What you are asked to do —
Reproduce every record verbatim but drop the pictures.

Source data —

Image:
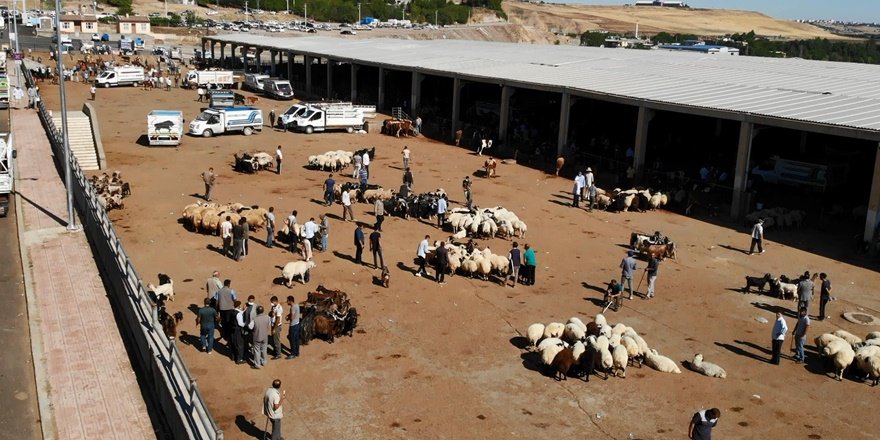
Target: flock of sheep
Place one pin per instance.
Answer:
(584, 349)
(843, 348)
(206, 217)
(110, 190)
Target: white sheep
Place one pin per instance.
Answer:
(842, 354)
(554, 330)
(535, 332)
(661, 363)
(620, 358)
(847, 336)
(296, 269)
(573, 333)
(707, 368)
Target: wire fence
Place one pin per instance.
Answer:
(172, 387)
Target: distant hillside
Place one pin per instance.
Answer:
(580, 18)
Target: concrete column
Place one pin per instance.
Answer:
(415, 93)
(564, 110)
(641, 143)
(504, 119)
(329, 78)
(354, 69)
(741, 173)
(874, 199)
(456, 105)
(381, 103)
(307, 61)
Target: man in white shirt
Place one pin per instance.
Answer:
(226, 235)
(346, 206)
(272, 400)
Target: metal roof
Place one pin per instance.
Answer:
(812, 92)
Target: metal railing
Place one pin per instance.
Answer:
(172, 387)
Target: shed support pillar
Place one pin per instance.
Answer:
(641, 143)
(874, 200)
(741, 174)
(354, 69)
(504, 117)
(381, 100)
(564, 110)
(307, 61)
(456, 105)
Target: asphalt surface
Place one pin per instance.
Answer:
(19, 419)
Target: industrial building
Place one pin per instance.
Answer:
(662, 113)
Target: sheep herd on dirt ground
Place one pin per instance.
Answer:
(581, 350)
(110, 190)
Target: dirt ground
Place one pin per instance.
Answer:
(431, 361)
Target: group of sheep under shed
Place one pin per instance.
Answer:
(582, 349)
(206, 217)
(633, 199)
(777, 217)
(486, 223)
(843, 348)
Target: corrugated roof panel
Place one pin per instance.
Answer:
(845, 94)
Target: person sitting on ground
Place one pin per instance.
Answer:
(613, 295)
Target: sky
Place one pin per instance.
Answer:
(849, 10)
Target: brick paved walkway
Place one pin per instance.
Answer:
(92, 390)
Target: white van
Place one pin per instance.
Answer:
(122, 75)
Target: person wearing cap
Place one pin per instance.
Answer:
(627, 269)
(757, 237)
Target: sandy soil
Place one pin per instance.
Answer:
(432, 361)
(580, 18)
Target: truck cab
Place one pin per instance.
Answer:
(278, 89)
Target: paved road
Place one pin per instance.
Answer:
(19, 418)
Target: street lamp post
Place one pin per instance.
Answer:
(68, 177)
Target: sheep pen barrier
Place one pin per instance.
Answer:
(172, 389)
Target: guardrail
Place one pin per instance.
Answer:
(171, 386)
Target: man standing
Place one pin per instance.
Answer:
(270, 226)
(779, 330)
(262, 328)
(702, 423)
(358, 244)
(272, 400)
(226, 299)
(531, 264)
(651, 270)
(441, 211)
(346, 207)
(213, 285)
(805, 292)
(627, 269)
(278, 158)
(295, 329)
(422, 256)
(328, 189)
(515, 258)
(800, 335)
(441, 256)
(577, 189)
(824, 296)
(276, 313)
(209, 177)
(757, 237)
(206, 319)
(226, 235)
(379, 209)
(376, 248)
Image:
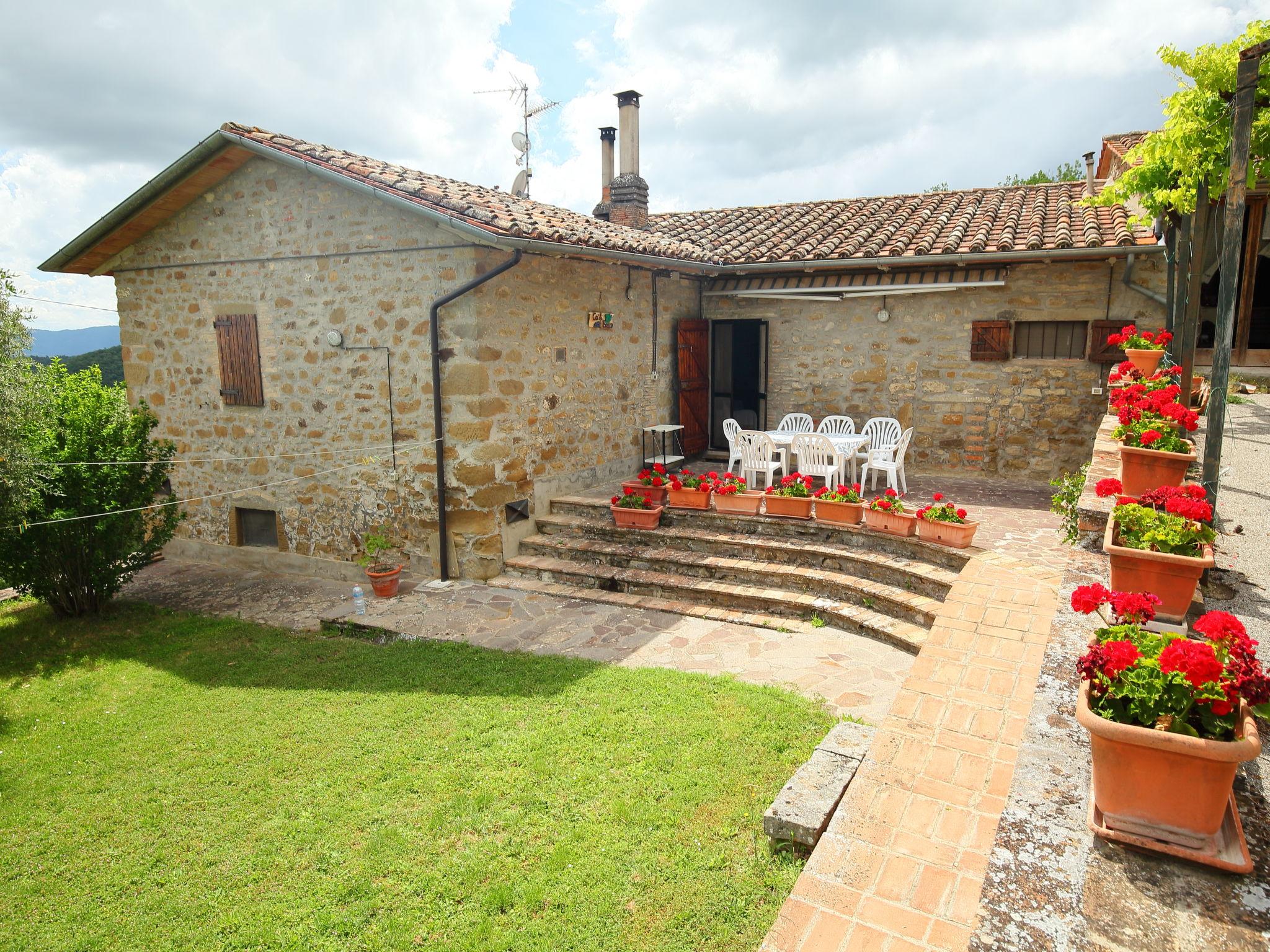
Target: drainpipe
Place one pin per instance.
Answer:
(437, 423)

Response box —
Image:
Target: flock of sheep
Place one pin per instance.
Answer:
(584, 349)
(843, 348)
(206, 217)
(110, 190)
Target: white sheep
Place one pin per instance.
Answer:
(842, 354)
(554, 330)
(535, 332)
(661, 363)
(620, 358)
(847, 336)
(296, 269)
(573, 333)
(707, 368)
Target: wire fence
Place one pin per instance.
Answer:
(172, 387)
Target: distant hillside
Place one pin per instance.
Answer:
(580, 18)
Target: concrete column
Place one pin per instance.
Answer:
(415, 93)
(564, 110)
(641, 143)
(504, 119)
(329, 78)
(354, 69)
(741, 173)
(874, 199)
(456, 105)
(381, 103)
(307, 61)
Target: man in white shirt
Place one pin per instance.
Answer:
(226, 235)
(346, 206)
(272, 400)
Target: metal roof
Place one pin per instance.
Answer:
(812, 92)
Target: metal railing
Place one pin per instance.
Answer:
(172, 387)
Target: shed support pillar
Place one pin per instance.
Answer:
(641, 143)
(874, 200)
(741, 174)
(354, 69)
(504, 117)
(381, 100)
(564, 110)
(307, 61)
(456, 105)
Target: asphalt surface
Place one pin per instance.
Answer:
(19, 419)
Target: industrial building
Place one pin per instance.
Answer:
(662, 113)
Target: sheep herd on dirt ground
Place one pin per instance.
Answer:
(581, 350)
(110, 190)
Target: dirt ground
Place one pin per instance.
Answer:
(431, 361)
Target: group of sheep under shed
Place one pin per instance.
Answer:
(582, 349)
(206, 217)
(633, 199)
(777, 217)
(486, 223)
(843, 348)
Target: corrugated roof panel
Place one pin per instance.
Answer:
(845, 94)
Target: person sitting on ground
Place one pin per instance.
Answer:
(613, 295)
Target: sky
Place one pin per instance.
Answer:
(849, 10)
Target: brick paved walkway
Place one pin per instance.
Answer:
(92, 390)
Target: white van
Place one pin per instance.
Answer:
(122, 75)
Target: person wearing cap
Place one pin per instance.
Answer:
(627, 269)
(757, 237)
Target: sandy soil
Place one pin per instance.
Answer:
(432, 361)
(580, 18)
Target: truck cab
Place one pin per instance.
Answer:
(278, 89)
Target: paved road
Place one pin per instance.
Answer:
(19, 418)
Target: street lamp post
Place one pin per instance.
Answer:
(68, 177)
Target: sheep pen barrier
Place one pin per instance.
Answer:
(172, 389)
Target: guardrail
Place one pin per instance.
Answer:
(171, 386)
Target: man standing
Place one pin per instance.
Answer:
(270, 226)
(779, 330)
(262, 328)
(702, 423)
(358, 244)
(272, 400)
(226, 299)
(531, 264)
(651, 270)
(441, 211)
(346, 207)
(213, 285)
(805, 292)
(627, 269)
(278, 158)
(295, 329)
(422, 256)
(328, 189)
(515, 258)
(800, 335)
(441, 256)
(577, 189)
(824, 296)
(276, 313)
(209, 177)
(757, 237)
(206, 319)
(226, 235)
(379, 209)
(376, 248)
Image:
Target: drainpipe
Place one pin per instance.
Answer:
(437, 423)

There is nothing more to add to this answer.